> Consigne
Rédigez la suite du passage ci-dessous sur les études de patronymes, en reprenant après sa dernière phrase.

> Extrait du document
----------------------------------------

7Les huit textes de cette partie offrent un tableau très hétérogène de ce type d’études : les échantillons sont de dimensions variables ; leurs provenances et leurs caractéristiques géographiques sont très différentes ; la subdivision des données s’effectue selon des critères temporels ou spatiaux variés. Cependant, on peut dans ces études distinguer deux approches.
8La première comprend les études menées, à un niveau local, sur de petites populations, enclavées dans des populations plus larges, et délimitées à partir de critères différents : orographiques, comme les quatre communes du Haut-Jura (Vernay et al.), les dix paroisses de montagne en Haute-Provence (Collomp), les quatre populations alpines du Dauphiné (Boëtsch et Prost), les huit villages de la vallée d’Azgour au Maroc (Baali et al.), politico-administratifs comme la population de la République de Saint-Marin (Pettener et al.), ou culturels comme les minorités ethniques albanaises, croates et grecques en Italie du Sud (Biondi et Vienna). Dans ces études, les petites dimensions facilitent la récolte des patronymes aussi bien que la comparaison de la mesure de l’isonymie avec bien d’autres mesures d’isolement, alors que la reconstruction des généalogies peut se révéler incomplète.

----------------------------------------

> Lignes de données
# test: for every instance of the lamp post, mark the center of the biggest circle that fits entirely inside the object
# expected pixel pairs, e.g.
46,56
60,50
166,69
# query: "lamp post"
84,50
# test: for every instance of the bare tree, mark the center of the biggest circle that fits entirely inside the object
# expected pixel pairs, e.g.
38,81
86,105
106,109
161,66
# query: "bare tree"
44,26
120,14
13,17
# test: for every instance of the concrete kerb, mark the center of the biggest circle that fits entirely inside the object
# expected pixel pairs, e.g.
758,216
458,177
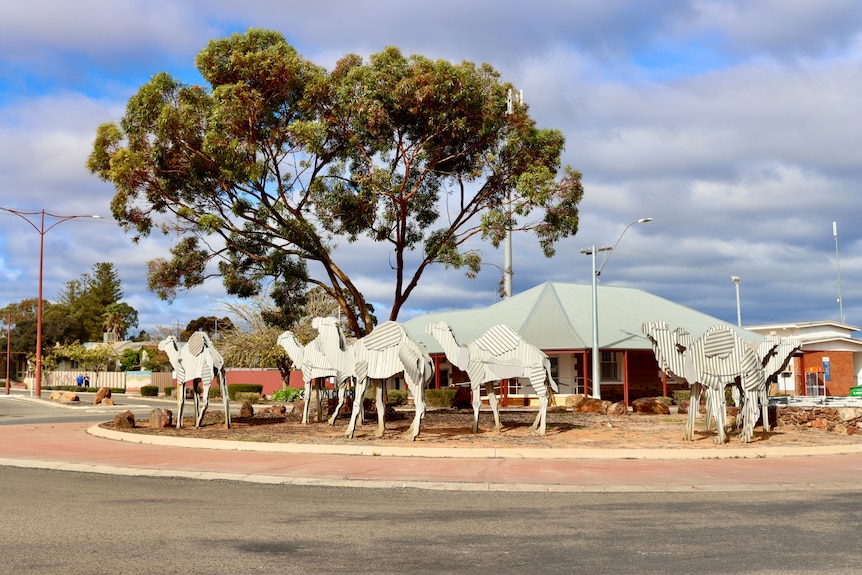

----------------------------------------

> Réponse
9La seconde porte sur une population entière, subdivisée en grandes entités régionales, avec une histoire reconstruite sur plusieurs siècles. L’étude québécoise (Gagnon, Tremblay et al.) en est une parfaite illustration, même si, comme le soulignent ces auteurs, il s’agit d’une situation unique qui n’est pas reproductible dans la plupart des populations. En revanche, elle permet de confronter, d’une manière exhaustive, la méthode généalogique et la méthode patronymique.
10Dans toutes ces études, le but des auteurs n’est pas simplement la mesure du degré de parenté ou de consanguinité par l’une des méthodes isonymiques, qu’il s’agisse de la méthode probabiliste de Crow et Mange, qui suppose la transmission verticale du patronyme à partir d’un ancêtre commun, ou de la méthode historico-anthropologique qui suppose quant à une reconstitution généalogique horizontale et verticale des alliances et des filiations (Collomp). Leur objet est également de proposer une évaluation critique de la validité et de l’efficacité des méthodes fondées sur les patronymes.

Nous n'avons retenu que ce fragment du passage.